What you need to do:
Convert every line of the items below into a JSON list of strings, with one string per line and any blank lines omitted.
━━━ Data section ━━━
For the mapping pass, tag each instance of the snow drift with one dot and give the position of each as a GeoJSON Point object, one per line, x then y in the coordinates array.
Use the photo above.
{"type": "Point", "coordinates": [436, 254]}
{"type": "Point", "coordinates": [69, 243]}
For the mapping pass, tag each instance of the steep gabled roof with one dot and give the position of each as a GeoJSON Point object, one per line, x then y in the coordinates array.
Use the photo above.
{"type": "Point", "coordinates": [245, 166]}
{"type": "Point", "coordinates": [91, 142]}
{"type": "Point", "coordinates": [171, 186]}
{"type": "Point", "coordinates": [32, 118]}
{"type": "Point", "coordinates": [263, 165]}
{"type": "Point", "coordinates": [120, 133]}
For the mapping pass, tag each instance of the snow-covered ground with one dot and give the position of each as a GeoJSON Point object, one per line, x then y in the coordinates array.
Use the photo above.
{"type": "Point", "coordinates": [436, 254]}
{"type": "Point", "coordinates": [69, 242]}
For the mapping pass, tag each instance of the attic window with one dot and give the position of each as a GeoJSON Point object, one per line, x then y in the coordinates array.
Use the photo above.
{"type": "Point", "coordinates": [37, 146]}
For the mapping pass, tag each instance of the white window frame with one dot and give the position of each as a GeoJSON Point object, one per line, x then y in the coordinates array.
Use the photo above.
━━━
Task solution:
[
  "For the mapping pass, tag each instance of the snow drift with one dot and give the position of each as a GeoJSON Point object, one per line, x then y in the coordinates array.",
  "Use the photo above.",
  "{\"type\": \"Point\", \"coordinates\": [436, 254]}",
  "{\"type\": \"Point\", \"coordinates\": [69, 243]}",
  "For the mapping pass, tag each instance of the steep gabled roof with one dot and give the position of each as a GeoJSON Point object, one per line, x then y in the coordinates array.",
  "Use the photo above.",
  "{\"type\": \"Point\", \"coordinates\": [245, 166]}",
  "{\"type\": \"Point\", \"coordinates\": [91, 142]}",
  "{\"type\": \"Point\", \"coordinates\": [171, 186]}",
  "{\"type\": \"Point\", \"coordinates\": [32, 118]}",
  "{\"type\": \"Point\", \"coordinates\": [263, 165]}",
  "{\"type\": \"Point\", \"coordinates\": [120, 133]}",
  "For the mapping pass, tag each instance of the snow-covered ground with one dot and give the position of each as a GeoJSON Point object, one per line, x then y in the coordinates array.",
  "Use the photo above.",
  "{\"type\": \"Point\", \"coordinates\": [436, 254]}",
  "{\"type\": \"Point\", \"coordinates\": [69, 242]}",
  "For the mapping pass, tag each instance of the attic window with one dot and give the position of each as a GeoJSON Point object, one per line, x then y in the coordinates array.",
  "Use the photo above.",
  "{\"type\": \"Point\", \"coordinates\": [37, 146]}",
  "For the mapping pass, tag each instance of the white window frame with one dot and give the position of each as a GeoJSON Point object, one per line, x then y in the coordinates array.",
  "Use the photo above."
]